[Named-object pointing items]
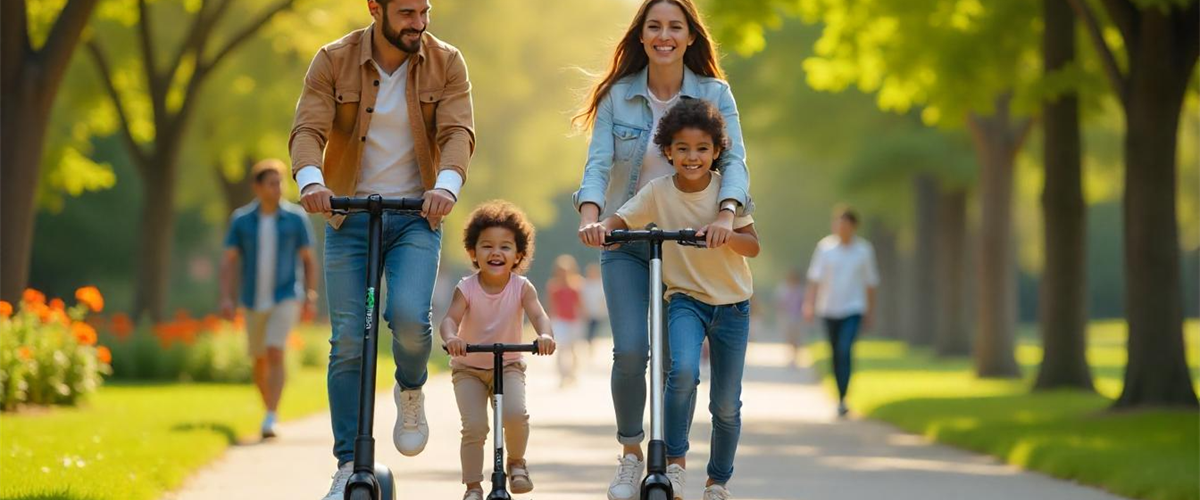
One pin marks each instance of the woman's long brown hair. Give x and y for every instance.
(630, 56)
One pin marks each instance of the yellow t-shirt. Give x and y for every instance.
(715, 277)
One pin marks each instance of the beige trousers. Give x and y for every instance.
(473, 390)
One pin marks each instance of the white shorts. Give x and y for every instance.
(270, 327)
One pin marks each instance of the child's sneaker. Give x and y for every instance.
(678, 476)
(337, 491)
(717, 492)
(629, 473)
(519, 477)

To do:
Copy out all the lines of the items above word for word, leaving out the pictures.

Complete answer:
One pin marks each instance of the woman's long brown hair. Give x and y for every instance.
(630, 56)
One pin marks each instance of the yellow t-shirt. Give x and y for every instance.
(715, 277)
One pin marks each instance of the beige trousers. Give x and y for every instance.
(473, 390)
One pin marks each instance of the white shorts. Give x and y for every instance.
(270, 327)
One pin marks each instance of the child's sneaker. Give x and y for every instance.
(678, 476)
(337, 491)
(717, 492)
(629, 473)
(519, 477)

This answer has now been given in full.